해야 할 일:
아래 레코드 전체를 한 글자도 바꾸지 말고 그대로 다시 적으세요.

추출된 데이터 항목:

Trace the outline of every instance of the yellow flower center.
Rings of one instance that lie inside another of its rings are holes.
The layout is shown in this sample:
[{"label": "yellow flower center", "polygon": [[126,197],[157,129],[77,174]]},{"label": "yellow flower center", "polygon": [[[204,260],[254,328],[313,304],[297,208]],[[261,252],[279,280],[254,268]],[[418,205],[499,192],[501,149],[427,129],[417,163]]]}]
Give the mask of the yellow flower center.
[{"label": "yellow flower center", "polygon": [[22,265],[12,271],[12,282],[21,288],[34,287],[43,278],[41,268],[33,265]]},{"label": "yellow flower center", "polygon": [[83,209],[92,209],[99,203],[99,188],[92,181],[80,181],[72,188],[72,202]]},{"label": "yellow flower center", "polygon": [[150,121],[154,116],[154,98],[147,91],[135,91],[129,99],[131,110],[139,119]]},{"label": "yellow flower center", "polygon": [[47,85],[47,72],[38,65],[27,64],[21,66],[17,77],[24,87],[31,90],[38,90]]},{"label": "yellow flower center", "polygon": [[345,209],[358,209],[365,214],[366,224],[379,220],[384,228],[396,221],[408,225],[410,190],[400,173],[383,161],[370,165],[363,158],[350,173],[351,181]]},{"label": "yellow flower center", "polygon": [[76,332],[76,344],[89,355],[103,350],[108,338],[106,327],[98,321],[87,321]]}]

문제 풀이:
Trace the outline of every instance of the yellow flower center.
Rings of one instance that lie inside another of its rings are holes.
The layout is shown in this sample:
[{"label": "yellow flower center", "polygon": [[126,197],[157,129],[77,174]]},{"label": "yellow flower center", "polygon": [[[204,260],[254,328],[313,304],[297,208]],[[261,252],[279,280],[254,268]],[[418,205],[499,192],[501,149],[427,129],[417,163]]]}]
Give the mask of the yellow flower center.
[{"label": "yellow flower center", "polygon": [[22,265],[12,271],[12,282],[21,288],[34,287],[43,278],[41,268],[33,265]]},{"label": "yellow flower center", "polygon": [[83,209],[92,209],[99,203],[99,188],[92,181],[80,181],[72,188],[72,202]]},{"label": "yellow flower center", "polygon": [[150,121],[154,116],[154,98],[147,91],[135,91],[129,99],[131,110],[139,119]]},{"label": "yellow flower center", "polygon": [[47,85],[47,72],[38,65],[27,64],[21,66],[17,77],[24,87],[31,90],[38,90]]},{"label": "yellow flower center", "polygon": [[345,209],[358,209],[365,214],[366,224],[379,220],[384,228],[396,221],[408,225],[410,190],[400,173],[383,161],[370,165],[363,158],[350,173],[351,181]]},{"label": "yellow flower center", "polygon": [[76,332],[76,344],[89,355],[103,350],[108,338],[106,327],[98,321],[87,321]]}]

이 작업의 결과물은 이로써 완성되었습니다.